═══ Article

Individuals with negotiation skills have the ability to seek a variety of solutions to problems. Instead of focusing on his ultimate goal for the negotiation, the individual with skills can focus on solving the problem, which may be a breakdown in communication, to benefit both sides of the issue.

 

Decision Making Ability

 

Leaders with negotiation skills have the ability to act decisively during a negotiation. It may be necessary during a bargaining arrangement to agree to a compromise quickly to end a stalemate.

 

Interpersonal Skills

 

Effective negotiators have the interpersonal skills to maintain a good working relationship with those involved in the negotiation. Negotiators with patience and the ability to persuade others without using manipulation can maintain a positive atmosphere during a difficult negotiation.

 

Ethics and Reliability

 

Ethical standards and reliability in an effective negotiator promote a trusting environment for negotiations. Both sides in a negotiation must trust that the other party will follow through on promises and agreements. A negotiator must have the skills to execute on his promises after bargaining ends.

 

4 Development of the Competitive Spirit

 

In today‘s fast-paced economy competition is an issue of services and products. Much attention has been directed to a better service and the best product and how this can be achieved through utilizing the human resources. This research paper identifies the competitive advantage concepts and models, competitive strategies and the main human resource practices that have a

 

significant impact on the employee‘s performance. Understanding sources of competitive advantage has become a major area of research in the field of strategic management. Finally a summary of practical criteria of best practice for competitive advantage is presented and a general discussion and recommendations have been drawn.

 

When a firm is implementing a value creating strategy not simultaneously being implemented by any current or potential competitors, then we can say the firm has a Competitive advantage. And when a firm is implementing a value creating strategy not simultaneously being implemented by any current or potential competitors and when these other firms are unable to duplicate the benefits of this strategy, then we can say the firm has a sustained competitive advantage (Barney 1991). There are two major models that have to be considered. The first one is the position or environmental model and the second one is the resource-based view model.

 

The Position or Environmental Model.

 

In order to achieve a competitive advantage, the firm is required to make a choice about the type of competitive advantage it seeks to attain and the scope within which it will attain it. Choosing the competitive scope or the range of the firm‘s activities can play a powerful role in determining competitive advantage because it aims to establish a profitable and sustainable position against the forces that determine your industry competition.

 

Porter 1985 defines the competitive strategy as the positioning of a company in its competitive environment. Also Porter has posed two important questions:

 

1.     What is the structure or the attractiveness of the industry which the company is in?

2.     What is the company‘s position in its competitive environment?

 

 

To answer the first question a company, as an organization, should analyze their industry by focusing on the following points (industrial analysis):

 

·        Begin with understanding your industry.

·        Focus attention on significant force.

·        Watch out for industry change.

To answer the second question (competitive position), the following question should be asked:

 

·        How does a company achieve superior performance?

 

To be a superior performer in the engineering industry or any industry, the company must have a sustainable competitive advantage which its rival cannot copy or duplicate.

 

The competitive advantage can be sustained in one of the two ways (Porter 1985):-

 

1.  Either the company can be lucky enough to come up with something that its rivals cannot copy which is very rare, or

 

2. The company is improving so fast that its rivals can not catch up.

══════
═══ Information provided

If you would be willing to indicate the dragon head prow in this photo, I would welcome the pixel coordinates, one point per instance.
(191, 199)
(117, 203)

══════
═══ Information provided

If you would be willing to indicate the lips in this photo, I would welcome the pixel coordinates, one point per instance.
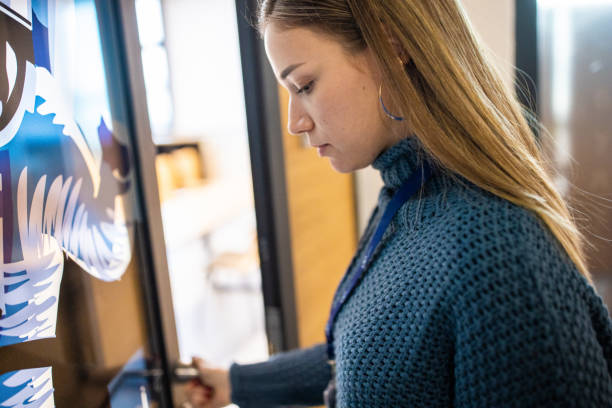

══════
═══ Information provided

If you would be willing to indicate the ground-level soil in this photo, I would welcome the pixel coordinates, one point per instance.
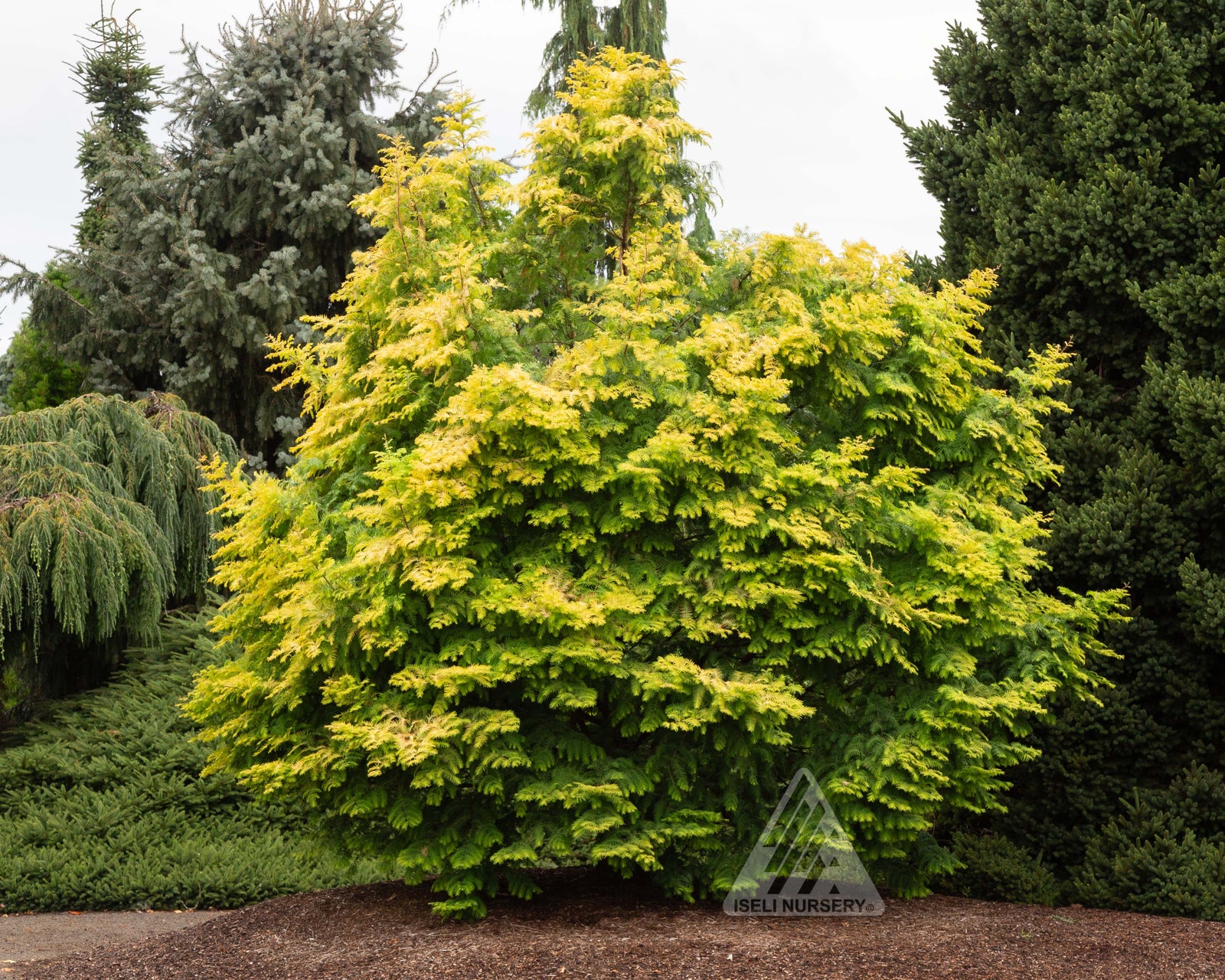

══════

◆ The tasks:
A) Rewrite the paragraph of the article that begins "When a firm is implementing" more briefly, keeping its main facts.
B) Reproduce the passage of the article starting with "To be a superior" and going on through "not catch up.", changing "rivals" to "competitors".

◆ Solutions below:
A) A firm has a competitive advantage when it implements a value-creating strategy that no current or potential competitor is implementing at the same time. The advantage is sustained when those other firms also cannot duplicate the strategy's benefits (Barney 1991). Two major models must be considered: the position or environmental model and the resource-based view model.

B)
To be a superior performer in the engineering industry or any industry, the company must have a sustainable competitive advantage which its rival cannot copy or duplicate.

 

The competitive advantage can be sustained in one of the two ways (Porter 1985):-

 

1.  Either the company can be lucky enough to come up with something that its competitors cannot copy which is very rare, or

 

2. The company is improving so fast that its competitors can not catch up.